**TEXT PROVIDED**:
^^^^
A home in Long Beach, California, in the 1950s.
Maynard L. Parker/Courtesy of The Huntington Library in San Marino, California

Backyards are as American as apple pie and baseball. If you live in a suburban or rural area, chances are good that you have a lawn, and maybe a pool, some patio furniture, and a grill to boot.

This wasn’t always the case, though. As Smithsonian Insider reports, it wasn’t until the 1950s that Americans began to consider the backyard an extension of the home, as well as a space for recreation and relaxation. After World War II, Americans started leaving the big cities and moving to suburban homes that came equipped with private backyards. Then, after the 40-hour work week was implemented and wages started to increase, families started spending more money on patios, pools, and well-kept lawns, which became a “symbol of prosperity” in the 1950s, according to a new Smithsonian Institution exhibit.

A man mows his lawn in the 1950s
In this photo from the Smithsonian Institution's exhibit, a man mows his lawn in Long Beach, California, in the 1950s.
Maynard L. Parker/Courtesy of The Huntington
Library in San Marino, California

Entitled "Patios, Pools, & the Invention of the American Back Yard," the exhibition includes photographs, advertisements, and articles about backyards from the 1950s and 1960s. The traveling display is currently on view at the Temple Railroad & Heritage Museum in Temple, Texas, and from there it will head to Hartford, Connecticut, in December.

Prior to the 1950s, outdoor yards were primarily workspaces, MLive.com reports. Some families may have had a vegetable garden, but most yards were used to store tools, livestock, and other basic necessities.
^^^^
(Coordinate annotation data)
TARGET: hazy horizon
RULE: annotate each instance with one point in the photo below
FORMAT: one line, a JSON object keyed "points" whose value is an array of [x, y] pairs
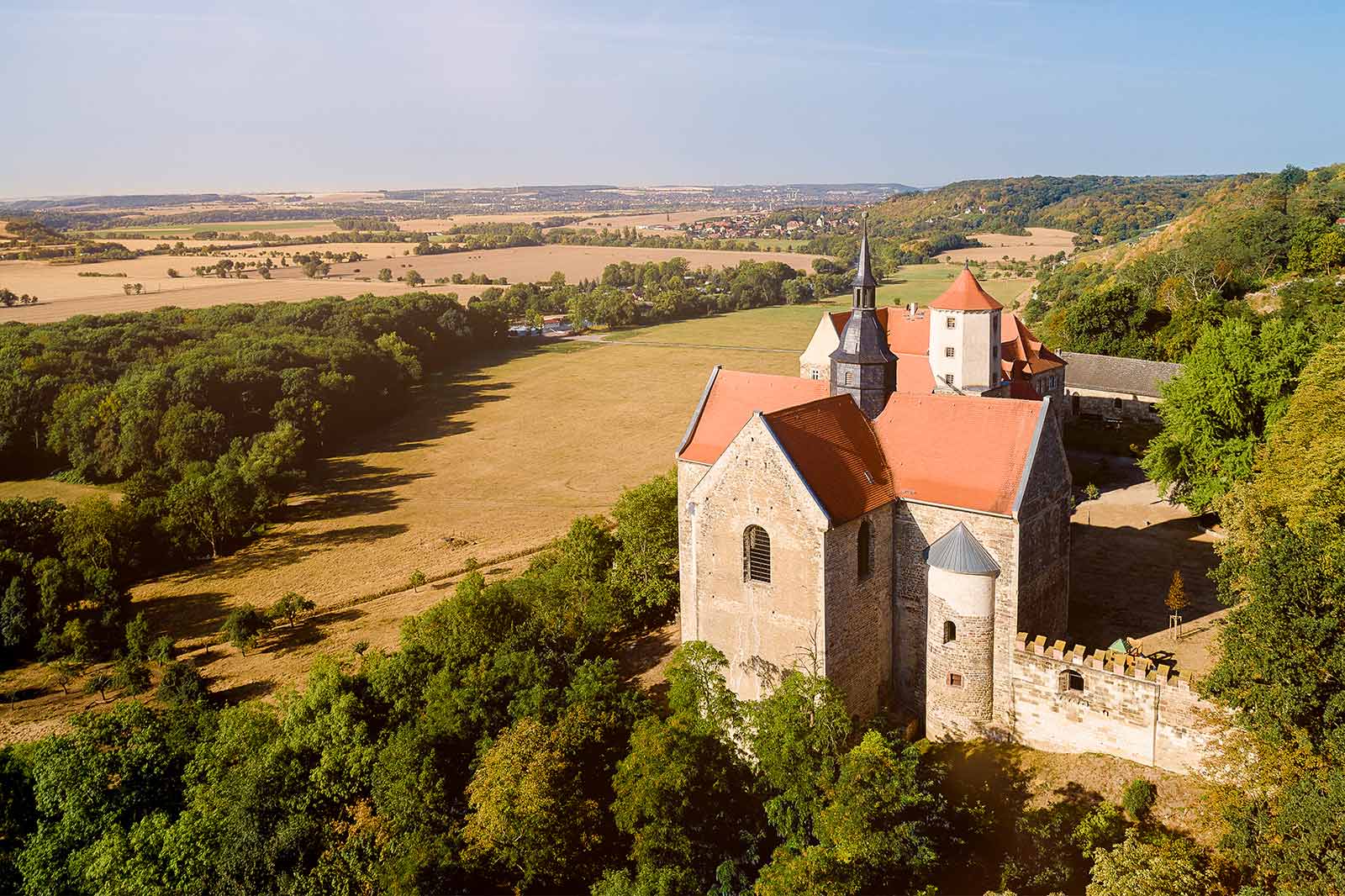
{"points": [[346, 98]]}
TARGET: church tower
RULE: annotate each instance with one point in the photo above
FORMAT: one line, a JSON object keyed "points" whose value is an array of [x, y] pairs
{"points": [[862, 366]]}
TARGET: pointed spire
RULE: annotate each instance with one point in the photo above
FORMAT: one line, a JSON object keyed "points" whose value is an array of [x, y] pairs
{"points": [[864, 269]]}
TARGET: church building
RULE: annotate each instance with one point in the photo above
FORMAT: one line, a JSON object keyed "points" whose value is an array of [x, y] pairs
{"points": [[891, 519]]}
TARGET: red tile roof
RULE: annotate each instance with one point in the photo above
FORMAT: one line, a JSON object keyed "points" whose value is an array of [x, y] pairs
{"points": [[965, 295], [1019, 345], [833, 447], [731, 401], [958, 450]]}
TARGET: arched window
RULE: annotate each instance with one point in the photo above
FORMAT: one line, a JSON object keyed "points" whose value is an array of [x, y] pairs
{"points": [[757, 555], [865, 549]]}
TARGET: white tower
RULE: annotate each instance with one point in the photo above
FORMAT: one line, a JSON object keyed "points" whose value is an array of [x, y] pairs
{"points": [[965, 338]]}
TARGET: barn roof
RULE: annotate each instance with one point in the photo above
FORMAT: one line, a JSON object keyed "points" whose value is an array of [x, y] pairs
{"points": [[1126, 376], [837, 454], [965, 295], [958, 551]]}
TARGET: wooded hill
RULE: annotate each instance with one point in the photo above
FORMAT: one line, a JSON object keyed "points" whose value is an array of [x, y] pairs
{"points": [[1103, 208]]}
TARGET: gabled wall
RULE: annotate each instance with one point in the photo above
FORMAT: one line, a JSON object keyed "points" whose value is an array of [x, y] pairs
{"points": [[782, 620]]}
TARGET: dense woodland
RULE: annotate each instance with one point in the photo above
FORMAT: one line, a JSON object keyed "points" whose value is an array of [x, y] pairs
{"points": [[501, 750], [206, 417]]}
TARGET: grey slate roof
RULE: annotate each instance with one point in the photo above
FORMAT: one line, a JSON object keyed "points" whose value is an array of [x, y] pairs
{"points": [[958, 551], [1126, 376]]}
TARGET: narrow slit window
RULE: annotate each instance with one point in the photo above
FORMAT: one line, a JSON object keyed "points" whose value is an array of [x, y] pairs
{"points": [[757, 555], [1071, 681], [865, 549]]}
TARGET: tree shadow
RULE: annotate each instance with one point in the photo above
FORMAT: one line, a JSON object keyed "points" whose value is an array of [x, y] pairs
{"points": [[1120, 579], [309, 630]]}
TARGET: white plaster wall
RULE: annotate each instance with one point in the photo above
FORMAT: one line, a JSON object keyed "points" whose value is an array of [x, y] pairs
{"points": [[975, 343]]}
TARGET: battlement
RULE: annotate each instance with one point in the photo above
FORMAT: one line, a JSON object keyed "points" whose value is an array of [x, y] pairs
{"points": [[1109, 661]]}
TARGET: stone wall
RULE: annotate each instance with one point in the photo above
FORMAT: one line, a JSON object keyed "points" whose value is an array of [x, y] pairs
{"points": [[1114, 403], [961, 708], [915, 528], [858, 613], [782, 620], [1126, 707]]}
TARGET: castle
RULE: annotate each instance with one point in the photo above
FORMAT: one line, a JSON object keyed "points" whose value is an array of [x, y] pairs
{"points": [[898, 517]]}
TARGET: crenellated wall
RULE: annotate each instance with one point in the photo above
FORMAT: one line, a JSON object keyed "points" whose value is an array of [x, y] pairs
{"points": [[1127, 707]]}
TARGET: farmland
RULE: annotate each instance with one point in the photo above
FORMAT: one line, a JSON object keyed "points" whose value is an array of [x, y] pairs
{"points": [[64, 293]]}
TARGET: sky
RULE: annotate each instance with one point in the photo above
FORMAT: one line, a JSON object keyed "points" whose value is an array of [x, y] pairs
{"points": [[170, 98]]}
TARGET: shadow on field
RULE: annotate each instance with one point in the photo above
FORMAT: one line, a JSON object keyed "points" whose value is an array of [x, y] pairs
{"points": [[1120, 579], [309, 630], [185, 616]]}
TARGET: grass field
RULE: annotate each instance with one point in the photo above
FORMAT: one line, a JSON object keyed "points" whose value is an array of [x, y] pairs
{"points": [[64, 293], [296, 228]]}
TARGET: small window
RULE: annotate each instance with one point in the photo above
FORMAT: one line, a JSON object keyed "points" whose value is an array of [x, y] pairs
{"points": [[865, 549], [757, 555]]}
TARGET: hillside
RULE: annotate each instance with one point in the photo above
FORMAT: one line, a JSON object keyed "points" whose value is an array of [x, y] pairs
{"points": [[1109, 208], [1271, 244]]}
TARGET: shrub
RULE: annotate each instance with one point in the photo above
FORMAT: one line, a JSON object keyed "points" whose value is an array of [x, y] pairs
{"points": [[1138, 798]]}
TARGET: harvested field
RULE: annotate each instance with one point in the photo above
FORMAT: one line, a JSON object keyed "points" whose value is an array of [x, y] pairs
{"points": [[1039, 242], [64, 293]]}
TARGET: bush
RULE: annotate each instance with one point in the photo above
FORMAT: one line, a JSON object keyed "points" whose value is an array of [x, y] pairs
{"points": [[1138, 798], [182, 685]]}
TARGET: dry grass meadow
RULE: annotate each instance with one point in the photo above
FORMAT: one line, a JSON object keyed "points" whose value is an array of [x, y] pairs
{"points": [[1039, 244], [64, 293]]}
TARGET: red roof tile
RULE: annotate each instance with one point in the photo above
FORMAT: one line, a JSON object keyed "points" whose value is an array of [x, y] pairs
{"points": [[732, 400], [958, 450], [965, 295], [837, 454]]}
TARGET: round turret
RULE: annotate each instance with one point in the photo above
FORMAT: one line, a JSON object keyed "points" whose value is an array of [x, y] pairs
{"points": [[961, 636]]}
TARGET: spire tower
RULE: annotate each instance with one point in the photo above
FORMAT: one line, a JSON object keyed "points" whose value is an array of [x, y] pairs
{"points": [[862, 366]]}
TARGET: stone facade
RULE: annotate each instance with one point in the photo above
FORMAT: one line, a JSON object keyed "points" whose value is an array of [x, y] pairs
{"points": [[1071, 700], [782, 620]]}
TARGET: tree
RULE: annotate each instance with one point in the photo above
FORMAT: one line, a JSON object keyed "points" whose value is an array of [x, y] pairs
{"points": [[1152, 862], [1177, 599], [1235, 383], [1138, 797], [244, 625], [291, 606]]}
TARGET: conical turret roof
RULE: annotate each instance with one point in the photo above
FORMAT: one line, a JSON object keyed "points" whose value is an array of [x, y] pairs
{"points": [[966, 295], [958, 551]]}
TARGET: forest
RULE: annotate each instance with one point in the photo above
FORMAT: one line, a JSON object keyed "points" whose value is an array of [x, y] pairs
{"points": [[501, 748], [206, 419]]}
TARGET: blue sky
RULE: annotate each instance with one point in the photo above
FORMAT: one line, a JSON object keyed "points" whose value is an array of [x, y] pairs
{"points": [[336, 96]]}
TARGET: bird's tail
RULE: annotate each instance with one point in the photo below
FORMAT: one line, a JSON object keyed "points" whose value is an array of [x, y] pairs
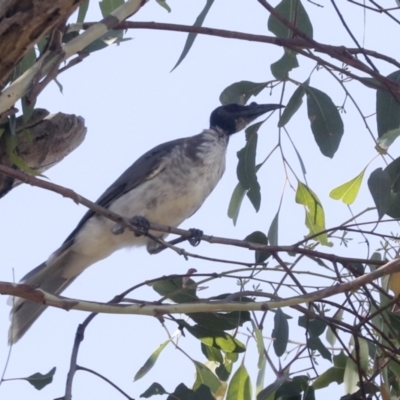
^^^^
**DIRECTIONS**:
a – Can you reproduce the article on American backyards above, word for word and in full?
b – Which lines of the records above contain the string "roof"? Find each one and copy it whole, matching case exactly.

**CORRECT ANSWERS**:
a –
A home in Long Beach, California, in the 1950s.
Maynard L. Parker/Courtesy of The Huntington Library in San Marino, California

Backyards are as American as apple pie and baseball. If you live in a suburban or rural area, chances are good that you have a lawn, and maybe a pool, some patio furniture, and a grill to boot.

This wasn’t always the case, though. As Smithsonian Insider reports, it wasn’t until the 1950s that Americans began to consider the backyard an extension of the home, as well as a space for recreation and relaxation. After World War II, Americans started leaving the big cities and moving to suburban homes that came equipped with private backyards. Then, after the 40-hour work week was implemented and wages started to increase, families started spending more money on patios, pools, and well-kept lawns, which became a “symbol of prosperity” in the 1950s, according to a new Smithsonian Institution exhibit.

A man mows his lawn in the 1950s
In this photo from the Smithsonian Institution's exhibit, a man mows his lawn in Long Beach, California, in the 1950s.
Maynard L. Parker/Courtesy of The Huntington
Library in San Marino, California

Entitled "Patios, Pools, & the Invention of the American Back Yard," the exhibition includes photographs, advertisements, and articles about backyards from the 1950s and 1960s. The traveling display is currently on view at the Temple Railroad & Heritage Museum in Temple, Texas, and from there it will head to Hartford, Connecticut, in December.

Prior to the 1950s, outdoor yards were primarily workspaces, MLive.com reports. Some families may have had a vegetable garden, but most yards were used to store tools, livestock, and other basic necessities.

b –
TARGET: red tile roof
TARGET: barn roof
TARGET: grey slate roof
TARGET: red roof tile
TARGET: conical turret roof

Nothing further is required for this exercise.